- [EXERCISE BRIEF] Rewrite the listing from the line containing "shoreline in the image above." through the end of the listing, both ends included, keeping the requests. Scale each pixel coordinate in the answers by 0.95 and round to whole numbers, with halves rounding up. Leave the format samples in the requests unchanged and omit the pictures.

Entries taken from a collection
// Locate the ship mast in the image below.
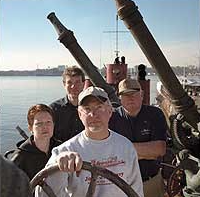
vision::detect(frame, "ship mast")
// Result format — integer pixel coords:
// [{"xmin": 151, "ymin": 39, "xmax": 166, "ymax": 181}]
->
[{"xmin": 103, "ymin": 15, "xmax": 129, "ymax": 58}]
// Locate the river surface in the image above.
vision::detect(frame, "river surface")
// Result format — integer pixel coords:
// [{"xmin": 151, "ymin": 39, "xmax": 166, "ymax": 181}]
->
[{"xmin": 0, "ymin": 76, "xmax": 198, "ymax": 153}]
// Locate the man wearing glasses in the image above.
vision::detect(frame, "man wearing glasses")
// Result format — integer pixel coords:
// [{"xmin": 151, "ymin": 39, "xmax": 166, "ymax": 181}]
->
[{"xmin": 109, "ymin": 78, "xmax": 167, "ymax": 197}]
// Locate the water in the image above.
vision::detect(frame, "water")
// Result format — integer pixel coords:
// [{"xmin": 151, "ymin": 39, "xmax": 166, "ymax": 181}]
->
[{"xmin": 0, "ymin": 76, "xmax": 197, "ymax": 153}]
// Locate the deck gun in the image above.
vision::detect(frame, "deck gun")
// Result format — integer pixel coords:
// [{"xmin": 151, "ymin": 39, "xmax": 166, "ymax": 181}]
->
[{"xmin": 112, "ymin": 0, "xmax": 200, "ymax": 197}]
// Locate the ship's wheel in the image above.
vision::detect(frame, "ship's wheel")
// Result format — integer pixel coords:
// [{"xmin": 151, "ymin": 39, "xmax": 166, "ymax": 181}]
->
[{"xmin": 30, "ymin": 161, "xmax": 139, "ymax": 197}]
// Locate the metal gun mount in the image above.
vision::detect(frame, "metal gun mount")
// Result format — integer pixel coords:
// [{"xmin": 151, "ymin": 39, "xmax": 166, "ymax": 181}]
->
[{"xmin": 115, "ymin": 0, "xmax": 200, "ymax": 132}]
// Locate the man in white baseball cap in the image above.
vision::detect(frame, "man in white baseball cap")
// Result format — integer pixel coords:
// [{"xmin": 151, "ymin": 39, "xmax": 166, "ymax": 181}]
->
[{"xmin": 36, "ymin": 87, "xmax": 144, "ymax": 197}]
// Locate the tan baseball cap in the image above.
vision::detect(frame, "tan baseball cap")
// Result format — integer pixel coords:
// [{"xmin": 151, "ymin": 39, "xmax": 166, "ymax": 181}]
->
[
  {"xmin": 78, "ymin": 86, "xmax": 110, "ymax": 105},
  {"xmin": 118, "ymin": 78, "xmax": 141, "ymax": 95}
]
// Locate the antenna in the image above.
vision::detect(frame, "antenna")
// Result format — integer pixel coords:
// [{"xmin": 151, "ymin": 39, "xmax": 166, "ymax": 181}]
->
[{"xmin": 103, "ymin": 15, "xmax": 129, "ymax": 58}]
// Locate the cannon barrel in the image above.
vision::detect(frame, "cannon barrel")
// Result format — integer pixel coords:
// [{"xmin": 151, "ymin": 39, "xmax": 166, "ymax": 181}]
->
[
  {"xmin": 47, "ymin": 12, "xmax": 119, "ymax": 103},
  {"xmin": 115, "ymin": 0, "xmax": 200, "ymax": 129}
]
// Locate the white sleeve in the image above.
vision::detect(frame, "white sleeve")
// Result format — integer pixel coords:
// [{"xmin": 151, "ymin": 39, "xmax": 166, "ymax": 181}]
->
[
  {"xmin": 35, "ymin": 171, "xmax": 69, "ymax": 197},
  {"xmin": 35, "ymin": 145, "xmax": 69, "ymax": 197}
]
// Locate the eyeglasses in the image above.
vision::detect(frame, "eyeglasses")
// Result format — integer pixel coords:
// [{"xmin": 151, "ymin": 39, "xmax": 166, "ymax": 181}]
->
[
  {"xmin": 120, "ymin": 91, "xmax": 140, "ymax": 97},
  {"xmin": 80, "ymin": 105, "xmax": 106, "ymax": 115},
  {"xmin": 34, "ymin": 121, "xmax": 53, "ymax": 127}
]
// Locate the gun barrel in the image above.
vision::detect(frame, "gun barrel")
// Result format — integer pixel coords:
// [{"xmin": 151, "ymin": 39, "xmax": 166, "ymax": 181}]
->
[{"xmin": 115, "ymin": 0, "xmax": 200, "ymax": 129}]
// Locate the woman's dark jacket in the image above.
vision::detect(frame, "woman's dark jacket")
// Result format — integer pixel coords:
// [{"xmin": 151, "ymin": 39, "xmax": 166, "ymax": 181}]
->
[{"xmin": 11, "ymin": 136, "xmax": 60, "ymax": 180}]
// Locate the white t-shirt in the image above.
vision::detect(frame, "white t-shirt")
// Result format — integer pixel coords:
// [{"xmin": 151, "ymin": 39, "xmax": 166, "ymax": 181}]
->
[{"xmin": 35, "ymin": 131, "xmax": 144, "ymax": 197}]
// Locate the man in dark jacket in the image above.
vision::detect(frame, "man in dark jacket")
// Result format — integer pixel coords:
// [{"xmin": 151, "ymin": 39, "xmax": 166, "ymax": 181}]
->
[
  {"xmin": 109, "ymin": 78, "xmax": 167, "ymax": 197},
  {"xmin": 50, "ymin": 66, "xmax": 85, "ymax": 142}
]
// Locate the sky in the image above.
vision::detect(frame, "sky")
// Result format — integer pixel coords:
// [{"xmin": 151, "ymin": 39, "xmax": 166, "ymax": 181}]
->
[{"xmin": 0, "ymin": 0, "xmax": 200, "ymax": 70}]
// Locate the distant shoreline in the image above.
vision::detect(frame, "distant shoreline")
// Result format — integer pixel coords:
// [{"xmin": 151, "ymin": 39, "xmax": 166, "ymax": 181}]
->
[{"xmin": 0, "ymin": 66, "xmax": 200, "ymax": 76}]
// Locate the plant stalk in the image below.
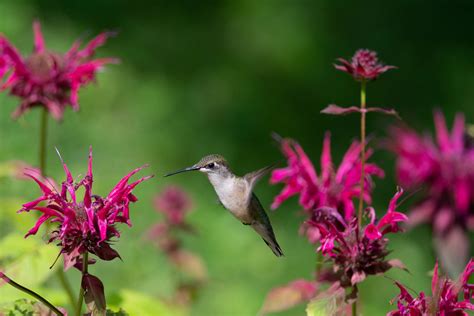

- [ANSWER TO THE TASK]
// Locate the distant shoreline in the image above.
vision::detect(frame, "distant shoreline")
// Result format — integer pixel coords:
// [{"xmin": 151, "ymin": 39, "xmax": 166, "ymax": 181}]
->
[{"xmin": 0, "ymin": 63, "xmax": 190, "ymax": 72}]
// Locate the plant stalk in the image below.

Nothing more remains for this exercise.